* _Exercise requirements_:
(a) Answer these questions from the passage on hydrogen electrolysis below:
(i) What does water electrolysis split?
(ii) What catalyst material does acidic electrolysis require?
(iii) Which two metals are named as ideal for alkaline electrolysis?
(b) Does each statement agree with the passage on hydrogen electrolysis below? Answer yes or no, and quote the words that decide it.
(i) Water electrolysis produces greenhouse gasses.
(ii) Alkaline electrolysis removes the need for expensive precious metals as a catalyst.
(iii) Electrolysis has already reached the efficiency and cost levels required.
(c) Retype the stretch of the passage on hydrogen electrolysis below from "Alternative hydrogen production" through "within the process.".

Alternative hydrogen production methods are highly desired for eliminating production of these greenhouse gasses. Water electrolysis (the splitting of water molecules with electrical energy) generates hydrogen without producing greenhouse gasses, and ideally would be powered by a renewable resource such as solar, wind, geothermal, hydroelectric or nuclear energy.
To date, electrolysis has not achieved the efficiency and cost levels required because the catalyst material used in electrolysis today is expensive and the reaction that produces the hydrogen is not efficient enough—alternatives must be found within the process.
Solution
Two types of electrolysis have been considered for hydrogen generation, acidic and alkaline. Acidic electrolysis is ill suited to be the standard production method as it requires prohibitively expensive platinum as its catalyst material. Alkaline electrolysis is the more promising approach because it eliminates the need for expensive precious metals to serve as a catalyst, and with high surface area nano-scale particles, the catalytic reaction is more efficient. For alkaline electrolysis, a combination of nickel and iron is ideal because it is less costly and can easily be produced at the nano-scale. QSI’s proprietary Nano NiFe™ coating of nickel and iron particles can improve this process by dramatically increasing the surface area available for the catalytic reaction that generates hydrogen, thus increasing efficiency and production rates.

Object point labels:
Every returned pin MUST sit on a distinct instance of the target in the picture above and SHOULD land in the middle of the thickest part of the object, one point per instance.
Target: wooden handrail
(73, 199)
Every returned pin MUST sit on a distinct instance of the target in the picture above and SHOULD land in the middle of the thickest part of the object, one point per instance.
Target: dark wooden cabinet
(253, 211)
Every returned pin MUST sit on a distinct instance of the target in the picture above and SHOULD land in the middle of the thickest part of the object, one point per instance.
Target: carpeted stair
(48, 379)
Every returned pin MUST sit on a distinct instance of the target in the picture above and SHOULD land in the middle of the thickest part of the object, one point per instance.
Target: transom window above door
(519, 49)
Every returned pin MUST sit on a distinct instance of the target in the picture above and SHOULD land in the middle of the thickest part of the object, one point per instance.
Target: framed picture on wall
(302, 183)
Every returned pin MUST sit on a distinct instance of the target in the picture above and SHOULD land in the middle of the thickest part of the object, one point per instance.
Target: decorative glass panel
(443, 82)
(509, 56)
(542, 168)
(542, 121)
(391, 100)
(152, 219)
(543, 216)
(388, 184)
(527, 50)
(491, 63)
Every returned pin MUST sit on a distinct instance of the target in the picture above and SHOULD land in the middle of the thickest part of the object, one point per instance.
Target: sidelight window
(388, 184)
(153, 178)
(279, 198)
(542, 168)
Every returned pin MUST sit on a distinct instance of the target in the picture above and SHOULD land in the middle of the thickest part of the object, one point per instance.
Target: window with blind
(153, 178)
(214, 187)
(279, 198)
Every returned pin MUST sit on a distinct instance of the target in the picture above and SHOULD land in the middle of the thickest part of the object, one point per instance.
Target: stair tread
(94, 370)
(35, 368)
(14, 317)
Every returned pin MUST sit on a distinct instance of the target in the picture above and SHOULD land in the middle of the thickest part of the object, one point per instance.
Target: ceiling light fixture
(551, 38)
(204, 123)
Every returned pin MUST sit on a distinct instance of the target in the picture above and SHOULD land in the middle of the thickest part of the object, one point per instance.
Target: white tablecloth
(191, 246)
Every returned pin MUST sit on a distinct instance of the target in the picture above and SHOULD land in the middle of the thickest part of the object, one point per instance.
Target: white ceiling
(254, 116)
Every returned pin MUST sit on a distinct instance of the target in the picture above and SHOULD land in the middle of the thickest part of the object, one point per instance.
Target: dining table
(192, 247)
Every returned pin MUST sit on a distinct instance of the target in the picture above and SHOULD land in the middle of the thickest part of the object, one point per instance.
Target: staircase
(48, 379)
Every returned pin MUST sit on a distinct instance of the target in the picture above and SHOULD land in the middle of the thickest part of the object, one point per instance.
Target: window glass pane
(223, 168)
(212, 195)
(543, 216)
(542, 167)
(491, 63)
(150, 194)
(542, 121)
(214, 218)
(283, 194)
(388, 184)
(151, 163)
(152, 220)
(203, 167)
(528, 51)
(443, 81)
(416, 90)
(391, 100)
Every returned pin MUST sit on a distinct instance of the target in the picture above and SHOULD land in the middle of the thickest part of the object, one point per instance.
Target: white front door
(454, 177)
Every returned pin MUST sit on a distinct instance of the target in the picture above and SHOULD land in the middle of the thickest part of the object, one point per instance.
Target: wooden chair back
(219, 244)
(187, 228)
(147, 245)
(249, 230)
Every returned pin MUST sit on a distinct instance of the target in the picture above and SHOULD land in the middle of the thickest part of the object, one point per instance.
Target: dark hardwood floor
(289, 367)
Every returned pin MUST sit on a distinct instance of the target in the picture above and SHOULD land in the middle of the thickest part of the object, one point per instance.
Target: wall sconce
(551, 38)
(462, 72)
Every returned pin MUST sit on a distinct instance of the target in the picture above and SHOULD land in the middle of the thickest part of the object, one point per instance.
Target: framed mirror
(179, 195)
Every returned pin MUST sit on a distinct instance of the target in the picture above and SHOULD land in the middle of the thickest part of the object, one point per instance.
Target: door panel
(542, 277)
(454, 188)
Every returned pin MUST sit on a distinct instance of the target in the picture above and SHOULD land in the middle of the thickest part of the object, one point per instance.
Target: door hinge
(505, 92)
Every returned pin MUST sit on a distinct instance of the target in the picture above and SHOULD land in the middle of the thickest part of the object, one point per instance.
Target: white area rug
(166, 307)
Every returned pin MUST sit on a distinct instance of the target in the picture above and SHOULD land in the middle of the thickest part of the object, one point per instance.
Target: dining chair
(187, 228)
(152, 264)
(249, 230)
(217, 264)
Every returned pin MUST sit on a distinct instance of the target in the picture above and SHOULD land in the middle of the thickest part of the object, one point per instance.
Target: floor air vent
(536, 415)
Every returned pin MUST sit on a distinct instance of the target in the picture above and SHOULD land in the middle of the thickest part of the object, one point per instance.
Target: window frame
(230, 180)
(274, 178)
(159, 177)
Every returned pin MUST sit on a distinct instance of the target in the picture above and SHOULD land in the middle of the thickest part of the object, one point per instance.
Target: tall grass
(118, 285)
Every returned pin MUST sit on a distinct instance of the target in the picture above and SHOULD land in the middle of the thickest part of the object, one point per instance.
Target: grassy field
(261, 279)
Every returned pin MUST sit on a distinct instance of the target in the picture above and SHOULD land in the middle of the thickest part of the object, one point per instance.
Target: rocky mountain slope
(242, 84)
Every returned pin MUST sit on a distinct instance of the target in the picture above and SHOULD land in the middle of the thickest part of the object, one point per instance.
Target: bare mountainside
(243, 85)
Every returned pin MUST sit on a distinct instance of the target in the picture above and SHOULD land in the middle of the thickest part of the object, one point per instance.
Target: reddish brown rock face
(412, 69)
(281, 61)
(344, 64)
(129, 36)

* _Solved tasks_:
(a)
(i) Water molecules
(ii) Platinum
(iii) Nickel and iron

(b)
(i) No: "generates hydrogen without producing greenhouse gasses"
(ii) Yes: "it eliminates the need for expensive precious metals to serve as a catalyst"
(iii) No: "electrolysis has not achieved the efficiency and cost levels required"

(c)
Alternative hydrogen production methods are highly desired for eliminating production of these greenhouse gasses. Water electrolysis (the splitting of water molecules with electrical energy) generates hydrogen without producing greenhouse gasses, and ideally would be powered by a renewable resource such as solar, wind, geothermal, hydroelectric or nuclear energy.
To date, electrolysis has not achieved the efficiency and cost levels required because the catalyst material used in electrolysis today is expensive and the reaction that produces the hydrogen is not efficient enough—alternatives must be found within the process.